Exercise >>
Leave the pictures out while you restate every entry below word for word.

Exercise data >>
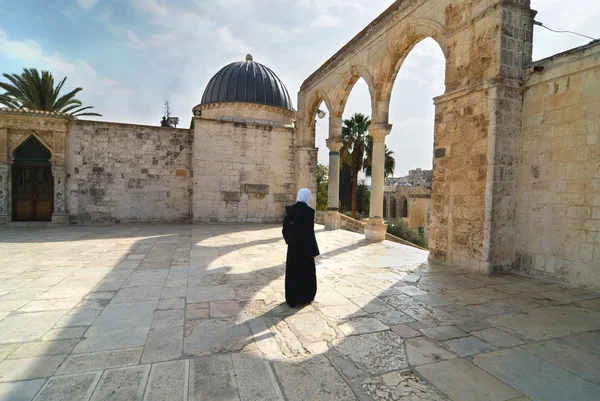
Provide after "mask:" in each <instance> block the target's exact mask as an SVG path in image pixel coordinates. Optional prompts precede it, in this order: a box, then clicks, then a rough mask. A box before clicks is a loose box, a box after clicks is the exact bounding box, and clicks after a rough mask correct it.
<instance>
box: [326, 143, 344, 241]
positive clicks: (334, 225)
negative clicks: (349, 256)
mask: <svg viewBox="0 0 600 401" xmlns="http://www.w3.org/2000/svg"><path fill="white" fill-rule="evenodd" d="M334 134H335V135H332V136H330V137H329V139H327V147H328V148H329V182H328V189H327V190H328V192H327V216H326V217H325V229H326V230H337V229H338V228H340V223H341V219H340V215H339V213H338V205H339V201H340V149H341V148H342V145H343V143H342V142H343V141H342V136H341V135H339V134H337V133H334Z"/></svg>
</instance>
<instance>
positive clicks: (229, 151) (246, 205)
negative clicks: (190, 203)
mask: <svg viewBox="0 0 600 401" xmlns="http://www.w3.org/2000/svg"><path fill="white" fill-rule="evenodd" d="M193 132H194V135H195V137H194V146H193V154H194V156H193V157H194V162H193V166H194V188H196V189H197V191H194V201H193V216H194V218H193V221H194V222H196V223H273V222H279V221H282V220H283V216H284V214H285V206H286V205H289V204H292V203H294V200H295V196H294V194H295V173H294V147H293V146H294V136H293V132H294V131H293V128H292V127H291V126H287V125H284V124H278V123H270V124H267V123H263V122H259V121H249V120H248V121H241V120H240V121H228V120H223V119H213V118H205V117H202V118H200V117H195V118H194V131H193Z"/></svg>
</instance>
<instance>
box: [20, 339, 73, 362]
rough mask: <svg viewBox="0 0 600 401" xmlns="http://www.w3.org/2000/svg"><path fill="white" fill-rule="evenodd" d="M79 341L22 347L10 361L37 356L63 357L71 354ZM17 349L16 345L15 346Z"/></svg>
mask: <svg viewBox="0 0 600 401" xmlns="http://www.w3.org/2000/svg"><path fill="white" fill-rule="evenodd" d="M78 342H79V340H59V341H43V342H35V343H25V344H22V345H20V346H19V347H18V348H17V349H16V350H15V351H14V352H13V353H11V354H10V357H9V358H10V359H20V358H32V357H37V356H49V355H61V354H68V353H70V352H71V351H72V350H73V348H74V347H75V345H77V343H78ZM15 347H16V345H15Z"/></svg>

Task result >>
Provide after "mask:" in each <instance> block the target's exact mask as an SVG path in image pixel coordinates. Optional prompts precede it, in this order: a box, then clicks, then a rough mask. A box before clicks is a loose box, a box after clicks is the exact bounding box, and clicks after a rough mask correct it.
<instance>
box: [326, 143, 344, 241]
positive clicks: (334, 225)
negative clicks: (349, 256)
mask: <svg viewBox="0 0 600 401" xmlns="http://www.w3.org/2000/svg"><path fill="white" fill-rule="evenodd" d="M334 134H335V135H332V136H330V137H329V139H327V147H328V148H329V182H328V189H327V190H328V192H327V216H326V217H325V229H326V230H337V229H338V228H340V223H341V219H340V215H339V213H338V205H339V201H340V149H341V148H342V145H343V143H342V142H343V141H342V136H341V135H339V134H337V133H334Z"/></svg>
</instance>
<instance>
positive clicks: (229, 151) (246, 205)
negative clicks: (190, 203)
mask: <svg viewBox="0 0 600 401" xmlns="http://www.w3.org/2000/svg"><path fill="white" fill-rule="evenodd" d="M193 132H194V135H195V137H194V146H193V154H194V156H193V157H194V162H193V166H194V188H196V189H197V191H194V201H193V216H194V218H193V221H194V222H196V223H273V222H279V221H282V220H283V216H284V214H285V206H286V205H289V204H292V203H294V200H295V196H294V194H295V173H294V147H293V146H294V136H293V132H294V131H293V128H292V127H291V126H287V125H284V124H278V123H270V124H267V123H263V122H259V121H249V120H248V121H241V120H240V121H228V120H223V119H213V118H205V117H202V118H200V117H195V118H194V131H193Z"/></svg>
</instance>
<instance>
box: [20, 339, 73, 362]
rough mask: <svg viewBox="0 0 600 401" xmlns="http://www.w3.org/2000/svg"><path fill="white" fill-rule="evenodd" d="M79 341L22 347L10 361L37 356L63 357L71 354ZM17 349L16 345L15 346Z"/></svg>
mask: <svg viewBox="0 0 600 401" xmlns="http://www.w3.org/2000/svg"><path fill="white" fill-rule="evenodd" d="M78 342H79V340H59V341H43V342H35V343H25V344H22V345H20V346H19V347H18V348H17V349H16V350H15V351H14V352H13V353H11V354H10V357H9V358H10V359H20V358H32V357H37V356H49V355H61V354H68V353H70V352H71V351H72V350H73V348H74V347H75V345H77V343H78ZM15 347H16V345H15Z"/></svg>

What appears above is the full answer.